WHAT THE EXERCISE ASKS.
Reproduce the following text on commuting, religion and education in Uesslingen-Buch word for word, in full.

TEXT UNDER STUDY.
--------

In 2000 there were 758 workers who lived in the municipality. Of these, 354 or about 46.7% of the residents worked outside Uesslingen-Buch while 76 people commuted into the municipality for work. There were a total of 480 jobs (of at least 6 hours per week) in the municipality. Of the working population, 6.7% used public transportation to get to work, and 48.8% used a private car.

==Religion==
From the 2000 census, 308 or 29.6% were Roman Catholic, while 585 or 56.2% belonged to the Swiss Reformed Church. Of the rest of the population, there is 1 individual who belongs to the Orthodox Church, and there are 25 individuals (or about 2.40% of the population) who belong to another Christian church. There were 10 (or about 0.96% of the population) who are Islamic. There are 1 individuals (or about 0.10% of the population) who belong to another church (not listed on the census), 81 (or about 7.78% of the population) belong to no church, are agnostic or atheist, and 30 individuals (or about 2.88% of the population) did not answer the question.

==Education==
In Uesslingen-Buch about 80.5% of the population (between age 25-64) have completed either non-mandatory upper secondary education or additional higher education (either university or a Fachhochschule).

--------

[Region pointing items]
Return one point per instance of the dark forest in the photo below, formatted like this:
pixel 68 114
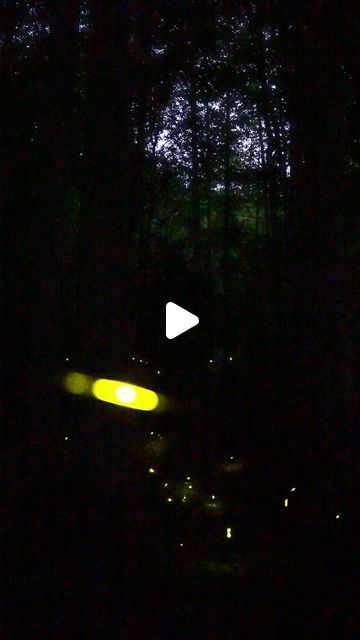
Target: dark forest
pixel 207 153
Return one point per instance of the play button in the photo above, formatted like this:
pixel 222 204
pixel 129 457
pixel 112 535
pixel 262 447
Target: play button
pixel 178 320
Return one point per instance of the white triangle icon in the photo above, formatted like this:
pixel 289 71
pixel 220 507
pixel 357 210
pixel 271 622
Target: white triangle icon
pixel 178 320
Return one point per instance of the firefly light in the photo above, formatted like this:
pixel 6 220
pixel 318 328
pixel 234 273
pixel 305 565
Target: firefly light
pixel 126 395
pixel 78 383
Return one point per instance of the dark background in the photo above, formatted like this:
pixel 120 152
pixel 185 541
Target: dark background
pixel 205 153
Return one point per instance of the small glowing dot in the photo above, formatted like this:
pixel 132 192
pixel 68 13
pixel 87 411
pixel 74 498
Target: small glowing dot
pixel 125 393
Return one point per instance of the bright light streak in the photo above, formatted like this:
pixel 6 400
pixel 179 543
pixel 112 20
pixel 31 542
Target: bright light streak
pixel 125 395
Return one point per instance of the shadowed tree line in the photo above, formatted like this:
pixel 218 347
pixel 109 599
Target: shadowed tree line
pixel 205 147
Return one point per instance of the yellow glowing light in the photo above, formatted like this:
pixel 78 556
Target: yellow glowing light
pixel 125 395
pixel 78 383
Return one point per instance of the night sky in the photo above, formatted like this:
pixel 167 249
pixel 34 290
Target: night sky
pixel 206 154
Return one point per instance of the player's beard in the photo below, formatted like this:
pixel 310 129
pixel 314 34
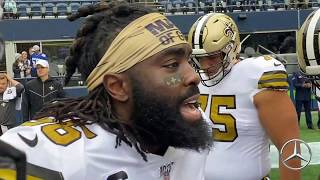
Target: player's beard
pixel 158 121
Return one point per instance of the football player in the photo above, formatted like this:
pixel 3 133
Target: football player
pixel 308 53
pixel 140 119
pixel 246 101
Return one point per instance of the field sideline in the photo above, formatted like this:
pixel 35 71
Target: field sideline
pixel 312 137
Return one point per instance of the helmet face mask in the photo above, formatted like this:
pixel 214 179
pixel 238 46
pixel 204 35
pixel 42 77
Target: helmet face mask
pixel 308 50
pixel 214 37
pixel 211 67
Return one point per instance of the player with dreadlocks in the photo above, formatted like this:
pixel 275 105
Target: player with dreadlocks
pixel 142 92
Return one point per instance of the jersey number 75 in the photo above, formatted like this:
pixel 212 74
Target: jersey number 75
pixel 229 134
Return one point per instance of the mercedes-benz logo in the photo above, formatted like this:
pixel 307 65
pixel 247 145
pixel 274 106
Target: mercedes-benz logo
pixel 305 158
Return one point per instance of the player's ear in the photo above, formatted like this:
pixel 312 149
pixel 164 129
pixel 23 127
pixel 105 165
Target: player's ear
pixel 117 86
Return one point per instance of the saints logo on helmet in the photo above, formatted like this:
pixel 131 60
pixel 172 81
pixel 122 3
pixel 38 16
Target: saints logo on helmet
pixel 215 43
pixel 308 49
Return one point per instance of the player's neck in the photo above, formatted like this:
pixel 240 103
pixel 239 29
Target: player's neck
pixel 158 150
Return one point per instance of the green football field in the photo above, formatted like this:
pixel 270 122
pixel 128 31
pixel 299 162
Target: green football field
pixel 311 172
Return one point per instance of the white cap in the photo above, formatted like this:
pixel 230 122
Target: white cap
pixel 43 63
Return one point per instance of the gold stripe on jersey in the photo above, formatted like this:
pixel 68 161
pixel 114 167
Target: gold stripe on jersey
pixel 274 80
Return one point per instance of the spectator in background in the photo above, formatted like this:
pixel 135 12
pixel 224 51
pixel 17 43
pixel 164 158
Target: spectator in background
pixel 26 64
pixel 303 96
pixel 40 90
pixel 9 7
pixel 17 66
pixel 10 90
pixel 36 55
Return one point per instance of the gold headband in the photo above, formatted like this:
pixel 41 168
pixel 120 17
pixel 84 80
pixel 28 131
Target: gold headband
pixel 141 39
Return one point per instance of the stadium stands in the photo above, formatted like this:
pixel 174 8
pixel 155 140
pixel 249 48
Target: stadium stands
pixel 56 8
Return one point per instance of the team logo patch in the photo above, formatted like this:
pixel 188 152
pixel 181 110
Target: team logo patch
pixel 165 170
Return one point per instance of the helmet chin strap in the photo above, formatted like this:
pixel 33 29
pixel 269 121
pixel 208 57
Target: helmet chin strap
pixel 312 70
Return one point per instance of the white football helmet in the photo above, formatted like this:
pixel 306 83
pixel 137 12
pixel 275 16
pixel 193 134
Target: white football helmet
pixel 214 36
pixel 308 49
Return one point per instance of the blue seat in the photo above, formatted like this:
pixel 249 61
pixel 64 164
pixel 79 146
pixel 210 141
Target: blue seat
pixel 49 9
pixel 74 7
pixel 35 9
pixel 62 8
pixel 85 4
pixel 22 10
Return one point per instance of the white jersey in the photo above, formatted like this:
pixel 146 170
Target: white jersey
pixel 56 151
pixel 241 147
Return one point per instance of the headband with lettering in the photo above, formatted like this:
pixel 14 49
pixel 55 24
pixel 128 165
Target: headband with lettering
pixel 139 40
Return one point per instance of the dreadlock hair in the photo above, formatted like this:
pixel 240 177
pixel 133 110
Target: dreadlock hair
pixel 93 38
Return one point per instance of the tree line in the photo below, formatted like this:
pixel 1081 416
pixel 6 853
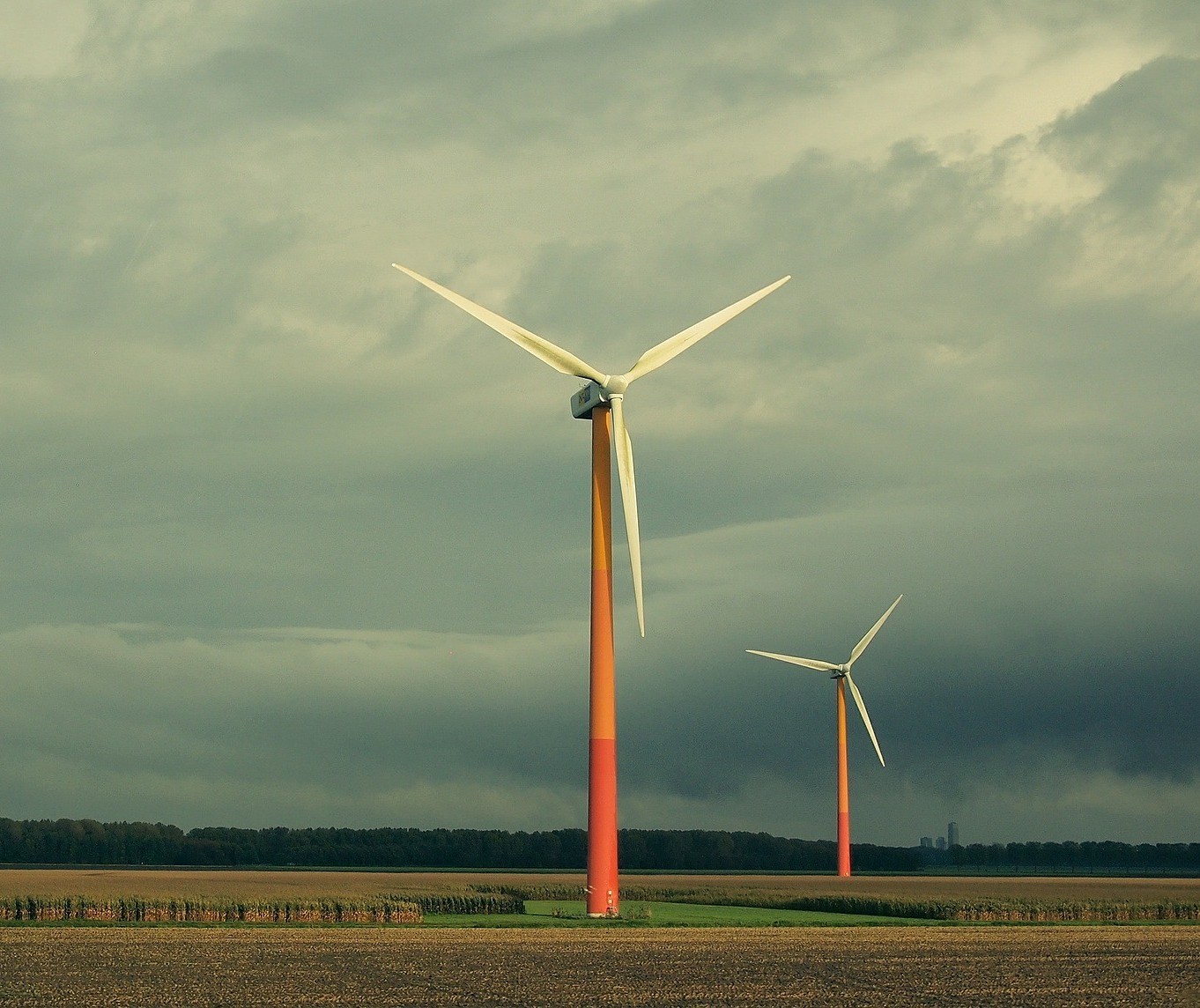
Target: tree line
pixel 86 841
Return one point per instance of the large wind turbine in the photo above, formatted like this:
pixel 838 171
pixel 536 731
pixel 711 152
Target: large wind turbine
pixel 603 401
pixel 841 673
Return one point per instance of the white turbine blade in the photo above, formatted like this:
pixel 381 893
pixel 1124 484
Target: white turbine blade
pixel 629 500
pixel 808 663
pixel 867 720
pixel 658 355
pixel 867 639
pixel 556 357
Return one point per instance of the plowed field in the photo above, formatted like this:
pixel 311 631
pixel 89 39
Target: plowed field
pixel 892 967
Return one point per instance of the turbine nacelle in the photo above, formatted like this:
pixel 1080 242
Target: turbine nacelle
pixel 596 394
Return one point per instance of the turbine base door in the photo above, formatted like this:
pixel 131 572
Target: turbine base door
pixel 586 400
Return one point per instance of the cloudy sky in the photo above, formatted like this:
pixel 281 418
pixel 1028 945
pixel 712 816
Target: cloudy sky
pixel 289 540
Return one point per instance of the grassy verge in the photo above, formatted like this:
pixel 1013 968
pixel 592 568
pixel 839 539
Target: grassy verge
pixel 571 914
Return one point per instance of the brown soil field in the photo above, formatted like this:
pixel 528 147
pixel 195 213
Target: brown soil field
pixel 301 885
pixel 834 967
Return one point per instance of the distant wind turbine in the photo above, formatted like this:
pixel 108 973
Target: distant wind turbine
pixel 603 401
pixel 841 673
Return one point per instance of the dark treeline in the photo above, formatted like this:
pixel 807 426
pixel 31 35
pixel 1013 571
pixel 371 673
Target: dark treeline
pixel 1071 856
pixel 86 841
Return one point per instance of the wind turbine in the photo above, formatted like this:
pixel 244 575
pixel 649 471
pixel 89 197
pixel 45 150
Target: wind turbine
pixel 841 673
pixel 603 401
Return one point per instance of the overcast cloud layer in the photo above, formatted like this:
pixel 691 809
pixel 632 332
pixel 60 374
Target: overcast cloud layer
pixel 289 540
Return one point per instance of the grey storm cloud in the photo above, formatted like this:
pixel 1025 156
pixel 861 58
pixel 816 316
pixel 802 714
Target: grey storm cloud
pixel 287 539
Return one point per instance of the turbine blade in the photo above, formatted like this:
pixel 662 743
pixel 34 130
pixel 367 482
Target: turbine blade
pixel 867 720
pixel 656 357
pixel 629 500
pixel 867 639
pixel 556 357
pixel 808 663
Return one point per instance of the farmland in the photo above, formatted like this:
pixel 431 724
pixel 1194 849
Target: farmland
pixel 287 897
pixel 862 967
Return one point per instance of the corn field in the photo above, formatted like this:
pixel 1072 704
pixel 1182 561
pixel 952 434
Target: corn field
pixel 1011 910
pixel 211 911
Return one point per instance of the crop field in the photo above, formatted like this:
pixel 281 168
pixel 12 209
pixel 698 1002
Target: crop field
pixel 358 885
pixel 861 967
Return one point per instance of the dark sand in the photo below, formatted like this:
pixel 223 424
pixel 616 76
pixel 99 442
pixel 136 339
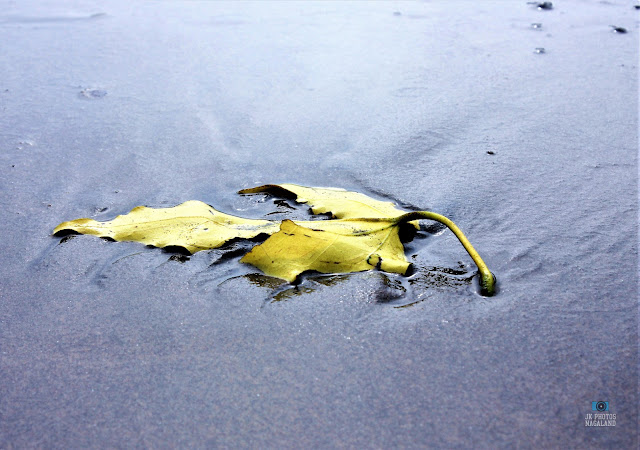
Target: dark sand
pixel 106 107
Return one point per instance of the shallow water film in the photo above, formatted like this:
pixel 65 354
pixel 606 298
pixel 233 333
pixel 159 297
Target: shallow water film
pixel 519 123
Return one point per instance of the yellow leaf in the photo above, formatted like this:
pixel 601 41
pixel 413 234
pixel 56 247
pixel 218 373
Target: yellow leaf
pixel 365 235
pixel 338 202
pixel 192 225
pixel 352 246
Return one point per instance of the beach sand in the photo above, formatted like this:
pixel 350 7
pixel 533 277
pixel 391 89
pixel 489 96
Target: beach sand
pixel 445 106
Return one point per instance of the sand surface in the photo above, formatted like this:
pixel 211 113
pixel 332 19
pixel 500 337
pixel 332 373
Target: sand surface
pixel 437 105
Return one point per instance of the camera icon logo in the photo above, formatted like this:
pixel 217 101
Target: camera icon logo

--------

PROBLEM SOLUTION.
In 2000 there were 758 workers who lived in the municipality. Of these, 354 or about 46.7% of the residents worked outside Uesslingen-Buch while 76 people commuted into the municipality for work. There were a total of 480 jobs (of at least 6 hours per week) in the municipality. Of the working population, 6.7% used public transportation to get to work, and 48.8% used a private car.

==Religion==
From the 2000 census, 308 or 29.6% were Roman Catholic, while 585 or 56.2% belonged to the Swiss Reformed Church. Of the rest of the population, there is 1 individual who belongs to the Orthodox Church, and there are 25 individuals (or about 2.40% of the population) who belong to another Christian church. There were 10 (or about 0.96% of the population) who are Islamic. There are 1 individuals (or about 0.10% of the population) who belong to another church (not listed on the census), 81 (or about 7.78% of the population) belong to no church, are agnostic or atheist, and 30 individuals (or about 2.88% of the population) did not answer the question.

==Education==
In Uesslingen-Buch about 80.5% of the population (between age 25-64) have completed either non-mandatory upper secondary education or additional higher education (either university or a Fachhochschule).